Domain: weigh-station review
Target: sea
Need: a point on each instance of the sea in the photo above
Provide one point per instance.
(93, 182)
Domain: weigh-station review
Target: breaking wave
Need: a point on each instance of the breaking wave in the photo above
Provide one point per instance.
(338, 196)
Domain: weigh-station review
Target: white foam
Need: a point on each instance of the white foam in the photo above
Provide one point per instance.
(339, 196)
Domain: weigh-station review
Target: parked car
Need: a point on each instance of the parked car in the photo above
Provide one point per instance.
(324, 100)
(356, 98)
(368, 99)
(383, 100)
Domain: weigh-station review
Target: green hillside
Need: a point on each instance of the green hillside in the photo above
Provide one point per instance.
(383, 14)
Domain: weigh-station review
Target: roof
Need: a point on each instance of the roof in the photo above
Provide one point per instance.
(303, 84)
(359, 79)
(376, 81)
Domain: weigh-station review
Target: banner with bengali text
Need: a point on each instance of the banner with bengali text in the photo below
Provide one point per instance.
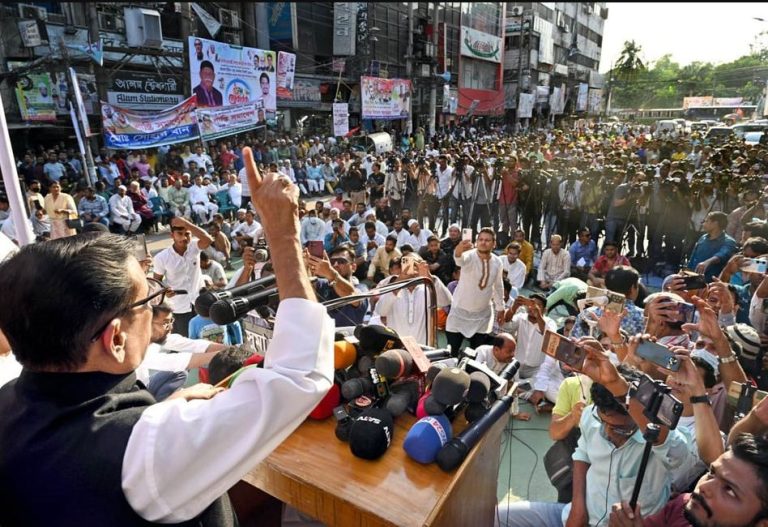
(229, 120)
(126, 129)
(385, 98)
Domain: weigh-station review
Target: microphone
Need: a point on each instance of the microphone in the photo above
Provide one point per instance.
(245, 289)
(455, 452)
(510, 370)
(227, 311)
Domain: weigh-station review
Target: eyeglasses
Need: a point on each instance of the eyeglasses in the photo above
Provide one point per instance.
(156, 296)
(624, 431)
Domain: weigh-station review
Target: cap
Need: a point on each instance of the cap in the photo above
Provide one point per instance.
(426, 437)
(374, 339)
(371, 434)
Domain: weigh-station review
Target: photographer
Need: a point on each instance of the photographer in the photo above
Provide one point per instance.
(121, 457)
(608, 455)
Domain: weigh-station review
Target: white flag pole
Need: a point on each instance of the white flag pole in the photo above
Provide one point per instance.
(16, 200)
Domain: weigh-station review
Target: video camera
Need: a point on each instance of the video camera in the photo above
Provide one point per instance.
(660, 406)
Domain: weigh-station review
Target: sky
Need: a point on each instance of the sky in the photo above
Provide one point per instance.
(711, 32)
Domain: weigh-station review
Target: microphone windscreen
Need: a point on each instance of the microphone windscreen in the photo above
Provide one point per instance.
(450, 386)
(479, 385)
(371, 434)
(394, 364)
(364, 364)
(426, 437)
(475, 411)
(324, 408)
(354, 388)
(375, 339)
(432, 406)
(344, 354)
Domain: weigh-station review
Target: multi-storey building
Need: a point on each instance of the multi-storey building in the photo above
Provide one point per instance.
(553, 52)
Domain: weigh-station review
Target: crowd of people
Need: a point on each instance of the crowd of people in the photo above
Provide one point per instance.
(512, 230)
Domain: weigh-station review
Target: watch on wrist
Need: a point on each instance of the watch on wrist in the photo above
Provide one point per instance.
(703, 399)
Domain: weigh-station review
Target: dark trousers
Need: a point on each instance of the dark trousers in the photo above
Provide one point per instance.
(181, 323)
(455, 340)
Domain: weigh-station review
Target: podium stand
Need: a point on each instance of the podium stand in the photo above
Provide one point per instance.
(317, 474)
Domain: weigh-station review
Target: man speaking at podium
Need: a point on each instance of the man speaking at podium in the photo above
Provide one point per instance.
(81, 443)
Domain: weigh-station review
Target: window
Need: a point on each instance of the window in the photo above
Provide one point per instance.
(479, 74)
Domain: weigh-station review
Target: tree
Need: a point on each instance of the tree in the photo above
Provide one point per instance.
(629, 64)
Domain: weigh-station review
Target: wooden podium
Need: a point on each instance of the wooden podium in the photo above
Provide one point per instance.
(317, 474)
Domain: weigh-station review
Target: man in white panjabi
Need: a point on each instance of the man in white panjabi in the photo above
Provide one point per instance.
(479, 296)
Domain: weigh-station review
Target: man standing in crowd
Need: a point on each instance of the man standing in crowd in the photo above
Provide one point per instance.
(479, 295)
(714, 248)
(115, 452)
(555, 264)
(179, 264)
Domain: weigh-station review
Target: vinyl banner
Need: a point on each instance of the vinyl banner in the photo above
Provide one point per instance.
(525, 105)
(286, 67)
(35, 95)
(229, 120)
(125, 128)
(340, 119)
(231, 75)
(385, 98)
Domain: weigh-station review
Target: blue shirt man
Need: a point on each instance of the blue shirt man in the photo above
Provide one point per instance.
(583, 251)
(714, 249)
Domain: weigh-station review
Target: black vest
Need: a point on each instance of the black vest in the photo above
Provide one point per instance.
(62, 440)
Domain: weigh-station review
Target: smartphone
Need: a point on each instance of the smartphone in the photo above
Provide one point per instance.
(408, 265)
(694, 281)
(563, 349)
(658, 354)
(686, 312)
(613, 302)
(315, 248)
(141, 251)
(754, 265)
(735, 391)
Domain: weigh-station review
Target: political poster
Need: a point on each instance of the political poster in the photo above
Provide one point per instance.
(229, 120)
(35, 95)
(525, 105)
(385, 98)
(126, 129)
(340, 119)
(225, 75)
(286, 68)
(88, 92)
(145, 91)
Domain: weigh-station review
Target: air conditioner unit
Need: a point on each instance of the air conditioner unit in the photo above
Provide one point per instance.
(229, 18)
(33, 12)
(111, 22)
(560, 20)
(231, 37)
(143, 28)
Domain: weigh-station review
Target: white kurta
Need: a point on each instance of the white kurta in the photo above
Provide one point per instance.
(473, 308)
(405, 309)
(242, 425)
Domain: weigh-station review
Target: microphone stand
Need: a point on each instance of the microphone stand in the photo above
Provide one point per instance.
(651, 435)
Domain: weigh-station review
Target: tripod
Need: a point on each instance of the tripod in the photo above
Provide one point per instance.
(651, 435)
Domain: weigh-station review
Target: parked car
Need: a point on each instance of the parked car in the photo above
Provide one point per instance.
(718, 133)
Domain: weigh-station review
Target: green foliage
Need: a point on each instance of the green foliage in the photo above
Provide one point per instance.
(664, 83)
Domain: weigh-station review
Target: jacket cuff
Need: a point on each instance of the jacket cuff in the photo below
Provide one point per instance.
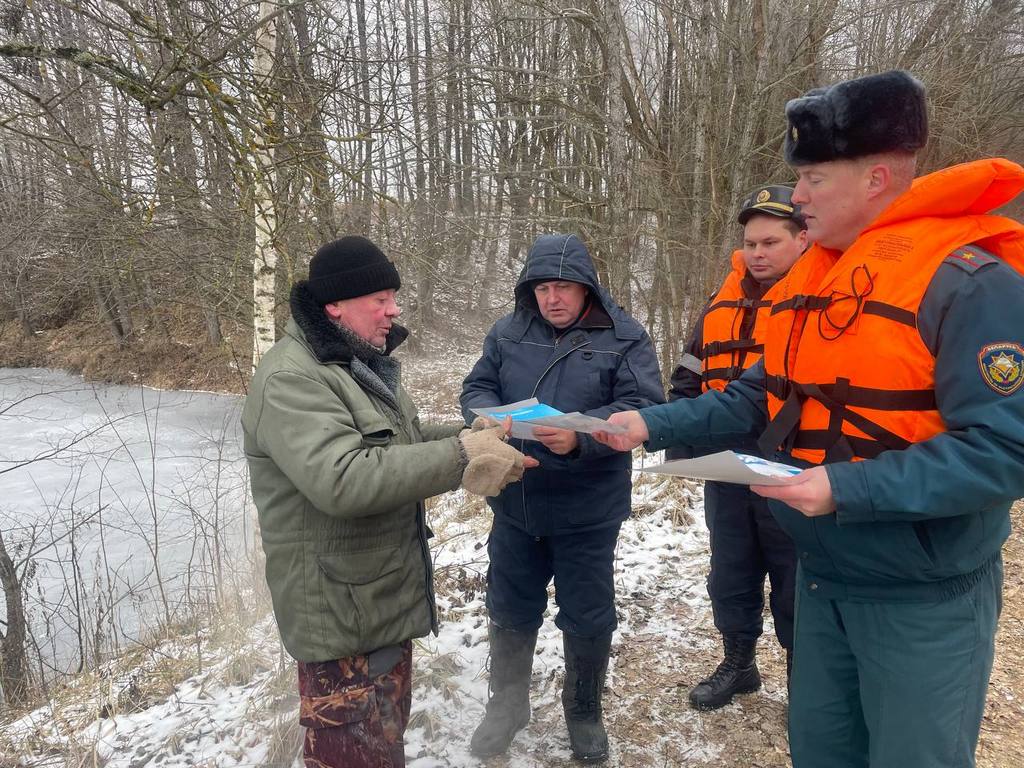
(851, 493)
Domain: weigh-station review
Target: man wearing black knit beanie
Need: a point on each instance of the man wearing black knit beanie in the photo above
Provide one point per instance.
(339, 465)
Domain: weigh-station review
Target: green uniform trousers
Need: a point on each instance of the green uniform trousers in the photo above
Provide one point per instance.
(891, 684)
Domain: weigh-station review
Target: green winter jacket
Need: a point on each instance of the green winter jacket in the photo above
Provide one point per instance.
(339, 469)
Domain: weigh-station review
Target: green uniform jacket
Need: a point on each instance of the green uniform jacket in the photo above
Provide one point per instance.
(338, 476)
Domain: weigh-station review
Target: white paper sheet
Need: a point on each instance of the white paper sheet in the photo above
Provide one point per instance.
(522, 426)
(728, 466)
================
_YOUR TASK_: Above are the records; transcribe them exactly without the pictures.

_ANSWER FOR THIS EXERCISE_:
Domain: weigh-station review
Target: sea
Need: a point on each instance of the sea in the photo above
Provide one point per instance.
(93, 182)
Domain: weigh-station review
Target: breaking wave
Need: a point on each instance of the breaking wave in the photo above
Provide one point per instance.
(338, 196)
Domain: weigh-station review
Target: white foam
Need: a point on each instance of the white foam in the photo above
Provide one point per instance.
(339, 196)
Domain: weigh-station review
Target: parked car
Need: a point on each instance of the parked car in the photo above
Provide one point per instance.
(324, 100)
(356, 98)
(368, 99)
(383, 100)
Domain: weigh-station review
Target: green hillside
Need: a point on each instance of the green hillside in the photo above
Provide one point per instance.
(383, 14)
Domain: weigh-station review
Target: roof
Need: a point on each instance of the roof in the photo above
Provide one point per instance.
(303, 84)
(359, 79)
(376, 81)
Domain: weigh-station review
Target: banner with bengali text
Need: a point on each instance of the banner with bengali text in the photo below
Provide one point per instance.
(229, 120)
(126, 129)
(385, 98)
Domain: weigh-station review
Target: microphone
Need: a point on each instance of the microphone in the photo above
Provide one point per instance.
(245, 289)
(455, 452)
(510, 370)
(227, 311)
Domain: weigh-station review
Target: eyeglasses
Need: a point on each instance of the eyeglasses in the photo above
Provide one point per instance.
(156, 296)
(624, 431)
Domain: weigh-station review
Target: cap
Need: a point on each instance of the cap in the photo above
Provide one point per instance.
(426, 437)
(374, 339)
(371, 434)
Domain: weigh-station review
Target: photographer
Need: a point on each instance of the photographer in the photo above
Provide one point per instance.
(121, 457)
(608, 455)
Domain: weigh-station review
Target: white flag pole
Need: a point on each instance of the white flag pole in the photo above
Provide one point per instance.
(16, 200)
Domain: weigh-station review
Target: video camera
Need: a point on each instance of the video camera in the photo above
Provide one point per instance.
(660, 406)
Domain: weigh-station review
Target: sky
Need: a point on each instance of the sky in the photo above
Provide one point per instance.
(711, 32)
Domain: weigh-station review
Target: microphone windscreen
Need: a point on each instance of the microphone windscreen in the photo above
Provide one point per instance.
(450, 386)
(479, 385)
(371, 434)
(394, 364)
(364, 364)
(426, 437)
(475, 411)
(324, 408)
(354, 388)
(375, 339)
(432, 406)
(344, 354)
Domain: weigh-station review
Target: multi-storey building
Need: a point on each instance of the multi-storey building in the photo above
Provide one point per instance.
(553, 52)
Domain: weigh-station review
Target: crowd of people
Need: a point on each instance of the crowd of people in the photo above
Provide one point per instance.
(512, 230)
Domain: weigh-station review
Target: watch on wrist
Need: a point on each instance of the watch on wrist in the photo above
Provide one point per instance.
(703, 399)
Domain: weigh-station review
Target: dark trousers
Need: a point on each instance of the dark trousers in the photo above
Provide one point per instance.
(181, 323)
(455, 340)
Domain: weigh-station review
Target: podium stand
Need: a point on each instance of the podium stand in the photo above
Provide one point per instance.
(317, 474)
Domain: weigh-station review
Target: man speaking at podium
Need: a point on each instance of the man speaking at podium in the photo above
Provide one point per instance.
(81, 443)
Domain: weigh-station review
Target: window
Need: a point on each instance of the window in the photo above
Provide one point per instance.
(479, 74)
Domain: weigh-station review
Target: tree
Need: a point on each instance of the tree in the photo above
Provide one point per instance.
(629, 64)
Domain: weigh-station review
Target: wooden podium
Need: a point on each instance of the wooden podium in the photo above
Provide one point per instance.
(317, 474)
Domain: weigh-station review
Target: man in white panjabi
Need: a point on each instance of the man in white panjabi in the photo above
Provide one point per instance.
(479, 296)
Domain: weigh-station review
Target: man standing in crowd
Need: a point on each instance of the man standing in crowd in the photo above
Provide one point per instance.
(479, 295)
(714, 248)
(115, 452)
(555, 264)
(179, 264)
Domain: weigh-station review
Target: vinyl banner
Need: a point on each instance of the vinyl banner in the photo above
Provide one point per instance.
(525, 105)
(286, 67)
(35, 95)
(229, 120)
(125, 128)
(340, 119)
(231, 75)
(385, 98)
Domain: weigh-station review
Target: blue shirt man
Need: a point on each instance of the blue shirt man in the photo above
Provide one point per instance.
(583, 251)
(714, 249)
Domain: weigh-station review
Target: black vest
Need: a point on each instance of the black vest in the photo above
Provide one point per instance.
(62, 440)
Domain: weigh-station review
Target: smartphone
Need: a point on each instance of the smartphone in the photo above
Provide one point per instance.
(408, 265)
(694, 281)
(563, 349)
(658, 354)
(686, 312)
(613, 302)
(315, 248)
(141, 251)
(754, 265)
(735, 391)
Domain: weigh-station review
Target: political poster
Need: a point on each instance of the political poster in the photo above
Provide one point per instance.
(229, 120)
(35, 95)
(525, 105)
(385, 98)
(126, 129)
(340, 119)
(225, 75)
(286, 68)
(88, 92)
(145, 91)
Domain: weigh-station review
Target: air conditioner unit
Need: a point on each instance of the air conditioner unit in the photo above
Provide one point per instance.
(229, 18)
(33, 12)
(111, 22)
(560, 20)
(231, 37)
(143, 28)
Domain: weigh-station review
Target: white kurta
Need: a point on each instance of the white kurta in the photo above
Provide one point per instance.
(473, 308)
(405, 309)
(242, 425)
Domain: weigh-station review
Target: microphone stand
Need: a point on each instance of the microphone stand in the photo above
Provide one point per instance.
(651, 435)
Domain: weigh-station review
Target: tripod
Need: a point on each instance of the tripod in the photo above
Provide one point per instance.
(651, 435)
Domain: weigh-station review
Target: parked car
Need: a point on each instance of the parked car in the photo above
Provide one point per instance.
(718, 133)
Domain: weigh-station review
Target: green foliage
Need: a point on each instance of the green foliage in the photo above
Provide one point per instance.
(664, 83)
Domain: weigh-station review
Target: jacket cuff
Need: a point on each instance of the jacket cuff in the photo below
Provide one point per instance.
(851, 493)
Domain: weigh-station review
Target: man wearing black knit beanie
Need: a point on each instance of the man wearing black knit beanie in the photo above
Provide one point per instance.
(339, 465)
Domain: weigh-station review
Target: green uniform trousers
Need: a point on each instance of the green uniform trousers in the photo above
Provide one point per instance.
(891, 684)
Domain: weigh-station review
Target: green winter jacket
Need: a point on each instance of the green winter jacket in the photo above
Provide one point per instance.
(339, 469)
Domain: weigh-station review
Target: green uniform jacket
Need: a point on each instance of the green uniform jacket in the photo above
Provide one point per instance.
(338, 476)
Domain: weigh-station review
Target: white paper sheet
Need: a point on each instance of the white paper sheet in the photo above
Provide one point per instance.
(522, 426)
(728, 466)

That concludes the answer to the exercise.